Tasks to complete |
**A.** Could you reproduce the post on classification word for word, starting at "http://www.limber.rl.ac.uk/External/SW_conf_thes_paper.htm" and ending at "to non-library collections."?
**B.** Can you carry the post on classification further, picking up after its last sentence?

Text excerpt |
-- Start --

Classification

LIMBER project

On ia-cms, Brendan pointed out the LIMBER project. Limber stands for Language Independent Metadata Browsing of European Resources. The project, concerned with the exchange of multilingual metadata, particularly in the Social Sciences, has proposed an RDF schema for thesauri.

A Thesaurus Interchange Format in RDF (delivered at the Semantic Web conference 2002)
http://www.limber.rl.ac.uk/External/SW_conf_thes_paper.htm

RDF Schema for ISO compliant multi-lingual thesauri
http://www.limber.rl.ac.uk/External/thesaurus-iso.rdf

The Importance of Being Granular

Roy Tennant has a pretty good article in Library Journal on how granularity affects retrieval and impacts person-hours in Digital Library collections. Don't get turned off by the library lingo. The message is applicable to non-library collections.

The difficulty of categorization

Peter V pointed to Philip C. Murray's KM Connection article, The difficulty of categorization discusses implications of using categorization in the enterprise. In it he, he cite's Bella Hass Weinberg's 1996 article from the ASIS Conference Proceedings, Complexity In Indexing Systems -- Abandonment And Failure: Implications For Organizing The Internet, to bring up the issue of difficulty in classifying documents from a large corpus of data. Weinberg's article discusses the issues in classifying the Internet. Murray's position is that a corporate body's "three ring binder of knowledge" is not a massive data source, so is not necessarily subject to all of the difficulties that Weinberg mentions. He states,

    I also wonder whether classification experts simply cultivate the perception that classification is extremely difficult. Even manual classification can be done quickly, if my experience with professional indexers is any indicator. It's not unusual for a professional indexer to generate a comprehensive, high-quality back-of-the-book index for a new title in less than three weeks.
He goes on to discuss the advantages of faceted knowledge access at a high level. What I find problematic with arguments that state essentially that classification is not so hard is that there are so many variables at play when we're talking about classification of any kind. These variables can include definition of domain, size and scope of the indexable corpus, and specificity of indexing to name just a few. Providing facets of classification is another level of complexity that begs for some definition of guidelines as well.

But I wonder, are most organizations just concerned with indexing a "three ring binder of knowledge" or are they also concerned with indexing all of the published material -- technical documents, memos, press releases, etc. -- of the organization? Are they concerned with indexing at the level of the document or at a more granular level, indexing concepts within the document. There are a lot of high-level articles floating around lately that give lip service to the value of classification. What I'm interested in are those articles that actually discuss the pain of implementing classification processes within large corporations. If you have citations for any good examples/case studies, please share them!

-- End --

Stored data |
-- Start --

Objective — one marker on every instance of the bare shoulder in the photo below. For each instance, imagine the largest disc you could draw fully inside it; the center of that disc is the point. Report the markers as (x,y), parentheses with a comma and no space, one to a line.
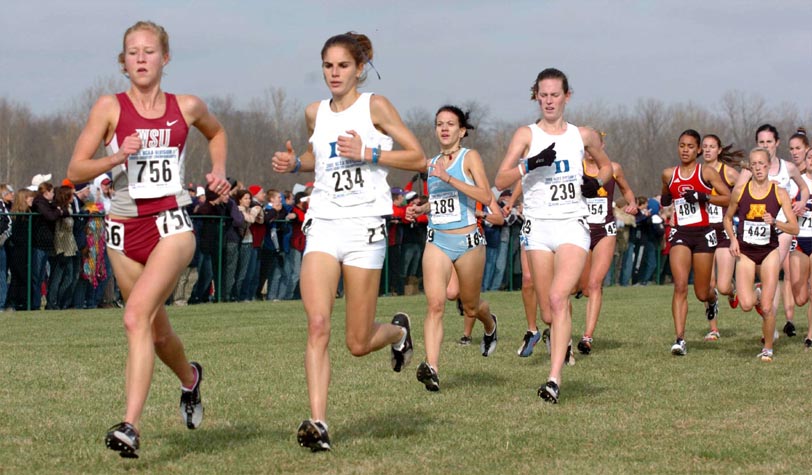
(191,106)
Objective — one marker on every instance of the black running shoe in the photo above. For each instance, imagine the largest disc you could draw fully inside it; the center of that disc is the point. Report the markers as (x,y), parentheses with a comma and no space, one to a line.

-- End --

Results in order |
**A.**
http://www.limber.rl.ac.uk/External/SW_conf_thes_paper.htm

RDF Schema for ISO compliant multi-lingual thesauri
http://www.limber.rl.ac.uk/External/thesaurus-iso.rdf

The Importance of Being Granular

Roy Tennant has a pretty good article in Library Journal on how granularity affects retrieval and impacts person-hours in Digital Library collections. Don't get turned off by the library lingo. The message is applicable to non-library collections.

**B.**
As part of an information services organization in a large corporation, I've seen the great distances my colleagues have had to go to make an enterprise level taxonomy work for our customers, who have been the catalysts and partners in its development and use. Over the 4 years that I've used our taxonomy on the back end as an indexer and as a site developer -- but not as a subject matter expert creating/defining the terms and relationships of the taxonomy -- I have to say that there is not much about classification at the enterprise level that seems very simple to me. It is very clear that representing knowledge (automatic or manual) is never simple to do, and when done right, can never be always right and never serve everyone. Concepts can change, indexers will represent knowledge differently, environmental elements will affect priorities and sometimes shift the language and understanding of your subject matter. It's all very slippery. That being said, however, without classification it is clear that knowledge retrieval is hampered and the bottom line is affected. And I guess that necessitates the need for information professionals and information retrieval systems.

The Semantic Web: Taxonomies vs. ontologies

"The Semantic Web: Differentiating Between Taxonomies and Ontologies." Online. 26 n4 (July/August 2002): 20.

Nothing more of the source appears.